Extracted records:
----------------------------------------
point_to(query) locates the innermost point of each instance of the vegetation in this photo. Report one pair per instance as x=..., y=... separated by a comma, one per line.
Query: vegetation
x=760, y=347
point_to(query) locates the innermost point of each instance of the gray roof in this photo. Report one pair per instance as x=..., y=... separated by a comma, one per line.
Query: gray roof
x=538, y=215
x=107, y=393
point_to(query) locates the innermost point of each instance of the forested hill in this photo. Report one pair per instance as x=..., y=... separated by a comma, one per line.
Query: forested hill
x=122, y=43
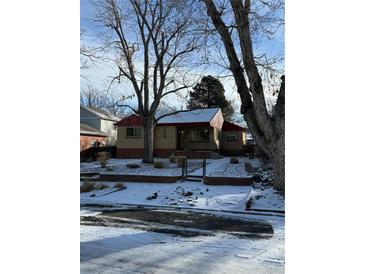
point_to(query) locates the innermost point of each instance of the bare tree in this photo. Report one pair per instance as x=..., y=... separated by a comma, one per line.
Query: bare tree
x=242, y=23
x=152, y=40
x=103, y=99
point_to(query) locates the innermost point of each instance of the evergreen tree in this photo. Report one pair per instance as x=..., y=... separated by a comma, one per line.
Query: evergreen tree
x=210, y=93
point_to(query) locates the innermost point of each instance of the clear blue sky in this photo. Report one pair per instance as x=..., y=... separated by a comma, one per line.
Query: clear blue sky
x=98, y=75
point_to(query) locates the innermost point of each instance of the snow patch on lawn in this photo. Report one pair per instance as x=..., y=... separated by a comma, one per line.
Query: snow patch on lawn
x=266, y=198
x=178, y=194
x=119, y=166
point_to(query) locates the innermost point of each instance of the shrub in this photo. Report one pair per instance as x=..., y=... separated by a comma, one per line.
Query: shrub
x=103, y=158
x=180, y=160
x=119, y=185
x=133, y=165
x=172, y=158
x=99, y=186
x=87, y=186
x=248, y=167
x=157, y=164
x=234, y=160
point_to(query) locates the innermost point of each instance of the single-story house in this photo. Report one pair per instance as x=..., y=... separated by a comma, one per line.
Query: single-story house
x=101, y=121
x=233, y=139
x=194, y=133
x=89, y=136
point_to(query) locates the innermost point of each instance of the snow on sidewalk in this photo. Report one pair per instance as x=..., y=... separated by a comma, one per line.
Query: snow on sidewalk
x=126, y=250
----------------------------------------
- GOAL -
Update every one of the items so that "innermost point" reads "central point" wherever it appears, with everything else kept the same. Leave the pictures out of your answer.

- EXERCISE OUTPUT -
point_to(query) locates the central point of each instance of the vegetation in this photo. Report one pair per instance as x=..., y=... separated by a comma, one per line.
Query: vegetation
x=760, y=347
point_to(query) locates the central point of each instance of the gray roof in this photo. Report one pair per instance as x=..., y=... separated by a comma, one per line.
Query: gray roof
x=538, y=215
x=107, y=393
point_to(query) locates the central point of each instance of the forested hill in this photo. Report one pair per instance as x=..., y=... separated by a comma, one per line.
Query: forested hill
x=122, y=43
point_to(query) locates the central point of each instance of the bare tree in this photo. Report one pair per instance as x=..., y=... separated by a comma, one per line.
Query: bare tree
x=242, y=23
x=152, y=40
x=103, y=99
point_to(query) locates the central point of each instance of the evergreen tree in this photo. Report one pair per instance as x=..., y=... separated by a comma, one per line.
Query: evergreen tree
x=210, y=93
point_to(query) locates the central point of each instance of the clear blue sky in this photo. Report one pair per instance as x=..., y=... separated by a comma, one per line.
Query: clear blue sky
x=98, y=75
point_to(query) locates the central point of each instance of the snow patch on lawn in this photo. Report one pair per instance as x=..., y=... separated by a comma, one per line.
Query: snow patch on lawn
x=266, y=198
x=178, y=194
x=119, y=166
point_to(query) locates the central point of each instance of the shrub in this photo. Report one pair per instance as x=..., y=... separated by a comma, one per line.
Query: shrub
x=103, y=158
x=180, y=160
x=119, y=185
x=133, y=165
x=172, y=158
x=99, y=186
x=87, y=186
x=248, y=167
x=157, y=164
x=234, y=160
point_to(query) locates the central point of each instance of the single-story house in this photo. Report one pair per instance as x=..., y=... separated by a comma, one per line.
Query: single-story house
x=101, y=121
x=233, y=139
x=194, y=133
x=89, y=136
point_to(query) locates the central point of each instance of the snow on sidewalk in this photo. Report one pair per instance as x=..., y=... separated by a comma, one per line.
Query: snow on sidewalk
x=126, y=250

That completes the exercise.